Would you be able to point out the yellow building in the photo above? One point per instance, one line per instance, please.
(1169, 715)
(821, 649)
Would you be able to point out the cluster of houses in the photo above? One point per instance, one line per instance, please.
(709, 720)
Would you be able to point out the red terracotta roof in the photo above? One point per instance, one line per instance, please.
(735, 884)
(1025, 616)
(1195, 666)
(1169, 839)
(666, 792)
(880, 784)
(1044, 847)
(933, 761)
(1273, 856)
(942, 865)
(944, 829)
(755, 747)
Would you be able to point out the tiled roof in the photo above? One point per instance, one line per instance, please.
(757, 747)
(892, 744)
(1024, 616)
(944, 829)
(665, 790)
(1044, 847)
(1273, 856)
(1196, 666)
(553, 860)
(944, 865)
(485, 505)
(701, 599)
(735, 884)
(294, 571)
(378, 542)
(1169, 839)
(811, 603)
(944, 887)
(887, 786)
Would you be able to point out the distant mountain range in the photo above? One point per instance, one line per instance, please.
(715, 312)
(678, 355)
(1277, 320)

-=-=-=-=-

__Set task__
Output an exact copy of each record.

__Output for this task__
Would you be able to point out the yellow building in the photo above? One point per instance, one line per instance, please.
(1169, 715)
(821, 649)
Would you be able to point out the cluster of houses in the photo above? One point per instance, one line per instance, please.
(709, 720)
Would you be able to point out the red terracotta roof in the photo above? One point per instance, one line per instance, please.
(735, 884)
(1025, 616)
(1195, 666)
(1169, 839)
(666, 792)
(880, 784)
(1044, 847)
(933, 761)
(1273, 856)
(942, 865)
(944, 829)
(755, 747)
Would you be able to point out the tiled roof in the photo above? One point per instance, one line per instance, please.
(757, 747)
(892, 744)
(1024, 616)
(944, 829)
(665, 790)
(1044, 847)
(1273, 856)
(1196, 666)
(553, 860)
(944, 865)
(485, 505)
(701, 599)
(735, 884)
(294, 571)
(378, 542)
(1169, 839)
(811, 603)
(944, 887)
(887, 786)
Would you be able to point out the distant mountain range in the photo above? One point per instance, one line per instance, please.
(715, 312)
(678, 355)
(1277, 320)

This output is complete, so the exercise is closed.